(Object pointing dataset rows)
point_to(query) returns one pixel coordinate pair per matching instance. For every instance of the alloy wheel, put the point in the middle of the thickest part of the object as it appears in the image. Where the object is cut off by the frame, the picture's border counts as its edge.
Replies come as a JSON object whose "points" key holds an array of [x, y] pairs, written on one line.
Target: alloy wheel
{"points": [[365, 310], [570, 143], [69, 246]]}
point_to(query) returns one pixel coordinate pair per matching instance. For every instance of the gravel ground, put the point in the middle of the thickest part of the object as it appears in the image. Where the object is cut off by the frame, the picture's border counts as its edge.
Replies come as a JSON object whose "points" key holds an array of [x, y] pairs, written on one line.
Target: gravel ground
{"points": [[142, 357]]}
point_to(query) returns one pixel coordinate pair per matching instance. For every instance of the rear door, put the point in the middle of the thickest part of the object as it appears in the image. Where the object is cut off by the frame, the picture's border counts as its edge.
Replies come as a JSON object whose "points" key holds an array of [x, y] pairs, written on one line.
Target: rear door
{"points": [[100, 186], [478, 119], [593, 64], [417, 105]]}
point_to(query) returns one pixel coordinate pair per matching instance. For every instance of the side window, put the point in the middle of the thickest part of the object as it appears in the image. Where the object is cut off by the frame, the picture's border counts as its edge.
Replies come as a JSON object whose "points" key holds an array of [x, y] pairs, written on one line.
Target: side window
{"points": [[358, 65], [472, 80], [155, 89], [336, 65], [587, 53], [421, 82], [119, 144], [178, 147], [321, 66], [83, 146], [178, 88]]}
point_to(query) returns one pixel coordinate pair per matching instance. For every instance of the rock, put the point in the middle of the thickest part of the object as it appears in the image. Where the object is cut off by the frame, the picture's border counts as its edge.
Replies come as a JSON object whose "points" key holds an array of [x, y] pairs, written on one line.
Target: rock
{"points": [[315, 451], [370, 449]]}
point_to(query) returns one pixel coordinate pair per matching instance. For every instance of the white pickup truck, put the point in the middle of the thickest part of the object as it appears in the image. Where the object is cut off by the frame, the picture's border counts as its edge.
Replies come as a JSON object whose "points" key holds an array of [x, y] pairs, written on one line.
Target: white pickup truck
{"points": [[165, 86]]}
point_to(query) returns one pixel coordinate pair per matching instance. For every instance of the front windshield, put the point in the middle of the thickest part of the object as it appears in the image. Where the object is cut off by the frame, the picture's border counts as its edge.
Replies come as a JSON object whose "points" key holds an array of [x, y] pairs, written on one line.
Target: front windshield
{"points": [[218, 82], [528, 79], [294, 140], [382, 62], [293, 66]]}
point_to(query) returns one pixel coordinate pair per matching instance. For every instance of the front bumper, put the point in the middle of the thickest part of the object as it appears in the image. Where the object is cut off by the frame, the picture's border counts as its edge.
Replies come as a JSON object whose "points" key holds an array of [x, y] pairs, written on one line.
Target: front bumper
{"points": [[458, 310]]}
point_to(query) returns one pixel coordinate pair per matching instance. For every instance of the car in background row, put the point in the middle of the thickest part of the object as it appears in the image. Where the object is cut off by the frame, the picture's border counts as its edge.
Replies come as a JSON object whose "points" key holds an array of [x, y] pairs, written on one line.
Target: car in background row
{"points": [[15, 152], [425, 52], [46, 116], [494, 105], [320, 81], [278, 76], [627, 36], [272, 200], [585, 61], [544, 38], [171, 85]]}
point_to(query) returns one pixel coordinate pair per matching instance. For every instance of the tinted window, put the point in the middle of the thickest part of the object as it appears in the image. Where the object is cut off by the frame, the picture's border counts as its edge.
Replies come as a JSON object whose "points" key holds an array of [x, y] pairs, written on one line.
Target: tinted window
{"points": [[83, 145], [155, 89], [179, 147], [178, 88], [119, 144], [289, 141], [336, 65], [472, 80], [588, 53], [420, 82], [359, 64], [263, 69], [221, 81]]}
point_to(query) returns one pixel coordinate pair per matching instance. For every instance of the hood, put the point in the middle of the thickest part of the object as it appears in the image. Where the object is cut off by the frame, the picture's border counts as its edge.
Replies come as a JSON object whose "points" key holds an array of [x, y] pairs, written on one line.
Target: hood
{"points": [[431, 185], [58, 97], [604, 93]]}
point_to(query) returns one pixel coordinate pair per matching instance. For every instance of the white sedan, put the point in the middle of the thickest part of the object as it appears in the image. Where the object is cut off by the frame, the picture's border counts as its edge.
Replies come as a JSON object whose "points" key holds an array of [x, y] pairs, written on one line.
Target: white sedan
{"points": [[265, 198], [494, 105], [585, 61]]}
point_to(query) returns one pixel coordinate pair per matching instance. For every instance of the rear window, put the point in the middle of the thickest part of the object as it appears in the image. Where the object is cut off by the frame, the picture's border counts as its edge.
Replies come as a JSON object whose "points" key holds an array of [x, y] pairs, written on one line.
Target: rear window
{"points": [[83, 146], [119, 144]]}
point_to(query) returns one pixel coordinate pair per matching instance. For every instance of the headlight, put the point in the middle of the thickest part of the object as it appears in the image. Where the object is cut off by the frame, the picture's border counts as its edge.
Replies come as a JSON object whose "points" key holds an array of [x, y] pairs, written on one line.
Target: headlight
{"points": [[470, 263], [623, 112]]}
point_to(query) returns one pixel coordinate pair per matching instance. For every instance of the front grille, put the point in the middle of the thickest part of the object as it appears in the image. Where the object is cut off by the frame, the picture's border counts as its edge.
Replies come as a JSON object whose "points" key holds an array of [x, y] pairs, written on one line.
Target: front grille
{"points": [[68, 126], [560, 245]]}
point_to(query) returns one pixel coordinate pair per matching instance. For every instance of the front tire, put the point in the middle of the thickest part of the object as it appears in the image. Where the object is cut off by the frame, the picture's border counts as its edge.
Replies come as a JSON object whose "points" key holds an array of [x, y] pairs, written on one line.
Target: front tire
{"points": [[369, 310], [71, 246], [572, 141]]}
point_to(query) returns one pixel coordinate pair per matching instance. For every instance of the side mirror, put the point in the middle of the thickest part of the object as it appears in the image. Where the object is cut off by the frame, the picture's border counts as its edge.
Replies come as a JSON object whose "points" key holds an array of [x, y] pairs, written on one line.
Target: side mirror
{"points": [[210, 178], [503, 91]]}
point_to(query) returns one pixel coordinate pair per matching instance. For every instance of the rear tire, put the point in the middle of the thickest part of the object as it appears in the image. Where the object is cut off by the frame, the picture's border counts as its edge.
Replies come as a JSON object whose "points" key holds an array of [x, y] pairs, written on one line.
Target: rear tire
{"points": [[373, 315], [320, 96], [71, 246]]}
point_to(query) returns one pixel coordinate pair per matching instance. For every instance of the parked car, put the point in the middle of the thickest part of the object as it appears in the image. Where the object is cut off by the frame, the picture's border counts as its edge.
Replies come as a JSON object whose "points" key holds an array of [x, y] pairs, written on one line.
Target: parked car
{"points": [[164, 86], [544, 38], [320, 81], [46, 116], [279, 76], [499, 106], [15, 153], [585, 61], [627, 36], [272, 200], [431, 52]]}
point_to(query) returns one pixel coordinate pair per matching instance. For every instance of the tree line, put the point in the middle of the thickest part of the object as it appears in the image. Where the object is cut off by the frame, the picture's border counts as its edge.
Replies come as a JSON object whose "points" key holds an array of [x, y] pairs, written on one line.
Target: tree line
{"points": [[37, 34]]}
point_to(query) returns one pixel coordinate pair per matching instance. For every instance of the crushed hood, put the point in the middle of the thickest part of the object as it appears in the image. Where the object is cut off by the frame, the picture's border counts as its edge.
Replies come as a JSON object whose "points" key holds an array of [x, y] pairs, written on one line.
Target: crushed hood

SHORT EXERCISE >> Output every line of the data above as a Markdown table with the columns Row and Line, numbering the rows in order and skipping blank lines.

WRITTEN ANSWER >>
| Row | Line |
|---|---|
| 1 | point_to(query) returns one pixel coordinate pair per matching instance. For every instance of the alloy wheel, put the point in the middle of the thickest part of the object as it appears in the image. Where the object is cut off by the frame, the picture's border counts as its edge. |
| 2 | Replies come as a JSON object whose "points" key holds an array of [x, y] pairs, written on one line. |
| 3 | Target: alloy wheel |
| 4 | {"points": [[365, 310], [570, 143], [69, 246]]} |
| 5 | point_to(query) returns one pixel coordinate pair per matching instance. For every instance of the gravel ground, put the point in the middle of the thickest part of the object as it appears in the image. Where the object is cut off by the frame, the picture's border counts as its edge. |
| 6 | Replies come as a JSON object whose "points" key holds an array of [x, y] pairs, written on one line. |
| 7 | Target: gravel ground |
| 8 | {"points": [[142, 357]]} |
| 9 | point_to(query) returns one pixel coordinate pair per matching instance. For every instance of the rear door, put the point in the middle of the thickest part of the object as it appears in the image. Where the object is cut off by the frame, the picture's border counts as its edge. |
| 10 | Replies come as a JSON object whose "points" key holds an array of [x, y] pairs, written on one line. |
| 11 | Target: rear door |
| 12 | {"points": [[100, 186], [478, 119], [593, 64], [417, 105]]} |
| 13 | point_to(query) returns one pixel coordinate pair per matching instance. For every instance of the side window, put the point in the middle of the thickest part of the object as it appears in the image. Where the object is cut off by the frame, the picture's border counts as its edge. |
| 14 | Replies come as a JSON object whose "points" key holds an array of [x, y] pairs, written on one line. |
| 15 | Target: side window |
| 16 | {"points": [[358, 65], [472, 80], [155, 89], [336, 65], [587, 53], [421, 82], [119, 144], [178, 147], [321, 66], [83, 146], [178, 88]]} |
| 17 | point_to(query) returns one pixel coordinate pair per matching instance. For every instance of the rock, put the point in the middle of the thickest part of the object as it appears in the image. Where the object is cut off by the frame, the picture's border counts as its edge. |
| 18 | Replies come as a JSON object whose "points" key holds an array of [x, y] pairs, written on one line. |
| 19 | Target: rock |
| 20 | {"points": [[315, 451], [370, 449]]} |
| 21 | point_to(query) returns one pixel coordinate pair per matching instance. For every instance of the white pickup truck, put the point in the middle of the thickest part of the object as it appears in the image. Where the object is cut off by the frame, the picture's border counts as its edge. |
| 22 | Replies come as a JSON object whose "points" key holds an array of [x, y] pairs, written on one line. |
| 23 | Target: white pickup truck |
| 24 | {"points": [[165, 86]]} |
| 25 | point_to(query) returns one pixel coordinate pair per matching instance. For every instance of the front windshield, put the point in the middle of the thickest part of the object as it appears in the image. Where the object is cut off by the frame, the picture's border counts as its edge. |
| 26 | Replies come as a JSON object whose "points" key holds an array of [x, y] pairs, written on one line. |
| 27 | Target: front windshield |
| 28 | {"points": [[218, 82], [528, 79], [294, 140], [382, 62], [293, 66]]} |
| 29 | point_to(query) returns one pixel coordinate pair per matching instance. For every instance of the front bumper, put the point in the middle of the thickest part of the object as it appears in the image. Where the object is cut off by the frame, the picture's border counts as its edge. |
| 30 | Replies come as a JSON object whose "points" key holds an array of [x, y] pairs, written on one line. |
| 31 | Target: front bumper |
| 32 | {"points": [[458, 310]]} |
| 33 | point_to(query) returns one pixel coordinate pair per matching instance. For every instance of the car in background row, put the point in the middle of the thickest part of the object as it appears in the image. Where the object is cut off by the frame, the picture's border counts as its edge. |
| 34 | Replies come as a JSON object whose "points" key holds an array of [x, y] pairs, written on one line. |
| 35 | Target: car in background row |
| 36 | {"points": [[15, 152], [425, 52], [46, 116], [494, 105], [320, 81], [278, 76], [627, 36], [272, 200], [585, 61], [544, 38], [171, 85]]} |
| 37 | point_to(query) returns one pixel coordinate pair per matching instance. For every instance of the tinted window, put the point in the middle of the thickest part of the object as it appears in the image. Where the object is cut off by the frame, the picture's border counts as its edge. |
| 38 | Replies come as a JSON object whose "points" key holds an array of [x, y] pairs, written on one line. |
| 39 | Target: tinted window |
| 40 | {"points": [[83, 145], [155, 89], [179, 147], [178, 88], [119, 144], [289, 141], [336, 65], [472, 80], [588, 53], [420, 82], [359, 64], [263, 69], [221, 81]]} |
| 41 | point_to(query) returns one pixel coordinate pair per matching instance. For every instance of the hood, put the point in the middle of the thickest part of the object as it appears in the image. Where the object is cut off by the frame, the picture's border counts as its edge. |
| 42 | Replies come as a JSON object whose "points" key holds an array of [x, y] pairs, written on one line. |
| 43 | Target: hood |
| 44 | {"points": [[431, 185], [58, 97], [604, 93]]} |
| 45 | point_to(query) returns one pixel coordinate pair per matching instance. For every instance of the white sedan, put the point in the middle of the thickest part of the object as it appears in the image. Where the object is cut off by the frame, the picture's border counts as its edge. |
| 46 | Replies come as a JSON object whose "points" key holds an array of [x, y] pairs, written on one line. |
| 47 | Target: white sedan |
| 48 | {"points": [[265, 198], [494, 105], [585, 61]]} |
| 49 | point_to(query) returns one pixel coordinate pair per matching instance. For every instance of the rear window, put the point in the middle of the thickest part of the object as it appears in the image. Where the object is cut off by the frame, the picture's border counts as its edge. |
| 50 | Replies come as a JSON object whose "points" key holds an array of [x, y] pairs, written on one line. |
| 51 | Target: rear window |
| 52 | {"points": [[83, 146], [119, 144]]} |
| 53 | point_to(query) returns one pixel coordinate pair per matching instance. For every instance of the headlight, put the point in the middle of the thickest part of the object as it appears in the image. Where the object is cut off by the frame, the picture's border counts as its edge. |
| 54 | Replies come as a JSON object whose "points" key holds an array of [x, y] pairs, written on one line. |
| 55 | Target: headlight |
| 56 | {"points": [[470, 263], [623, 112]]} |
| 57 | point_to(query) returns one pixel coordinate pair per matching instance. For every instance of the front grille, put the point in the middle of the thickest part of the object as it appears in the image. Where the object is cut off by the frame, the picture's border counts as its edge. |
| 58 | Replies come as a JSON object whose "points" key holds an array of [x, y] pairs, written on one line. |
| 59 | Target: front grille |
| 60 | {"points": [[68, 126], [560, 245]]} |
| 61 | point_to(query) returns one pixel coordinate pair per matching instance. For every instance of the front tire, put the point in the middle of the thickest part of the object as it appears in the image. Where the object is cut off by the frame, the picture's border counts as its edge. |
| 62 | Replies come as a JSON object whose "points" key holds an array of [x, y] pairs, written on one line. |
| 63 | Target: front tire |
| 64 | {"points": [[369, 310], [71, 246], [572, 141]]} |
| 65 | point_to(query) returns one pixel coordinate pair per matching instance. For every instance of the side mirror, put the point in the middle of the thickest part of the object as it appears in the image. Where the object is cut off by the frame, the picture's border counts as its edge. |
| 66 | Replies come as a JSON object whose "points" key holds an array of [x, y] pairs, written on one line. |
| 67 | Target: side mirror |
| 68 | {"points": [[210, 178], [503, 91]]} |
| 69 | point_to(query) returns one pixel coordinate pair per matching instance. For every instance of the rear tire, put the point in the middle of the thickest part of the object as it appears in the image. Where the object is cut off by the frame, the picture's border counts as its edge. |
| 70 | Replies come as a JSON object whose "points" key holds an array of [x, y] pairs, written on one line. |
| 71 | Target: rear tire |
| 72 | {"points": [[373, 315], [320, 96], [71, 246]]} |
| 73 | point_to(query) returns one pixel coordinate pair per matching instance. For every instance of the parked car, put the point in the middle of the thickest part of the object as it appears in the image. Where the object is cut off by the frame, the picture's border counts as its edge. |
| 74 | Replies come as a JSON object whose "points" key holds an array of [x, y] pairs, written on one line. |
| 75 | Target: parked car |
| 76 | {"points": [[164, 86], [544, 38], [320, 81], [46, 116], [279, 76], [499, 106], [15, 153], [585, 61], [627, 36], [272, 200], [431, 52]]} |
| 77 | point_to(query) returns one pixel coordinate pair per matching instance. For every instance of the tree line, put the point in the middle of the thickest part of the object as it appears in the image. Where the object is cut off by the frame, the picture's border counts as its edge. |
| 78 | Replies come as a JSON object whose "points" key holds an array of [x, y] pairs, written on one line. |
| 79 | Target: tree line |
| 80 | {"points": [[37, 34]]} |
| 81 | point_to(query) returns one pixel coordinate pair per matching instance. For every instance of the crushed hood, put the point in the middle of the thickest part of the object as it appears in the image. Where the object is cut off by the frame, the picture's border counts as its edge. |
| 82 | Replies come as a JSON object whose "points" key holds an array of [x, y] pairs, written on one line. |
| 83 | Target: crushed hood |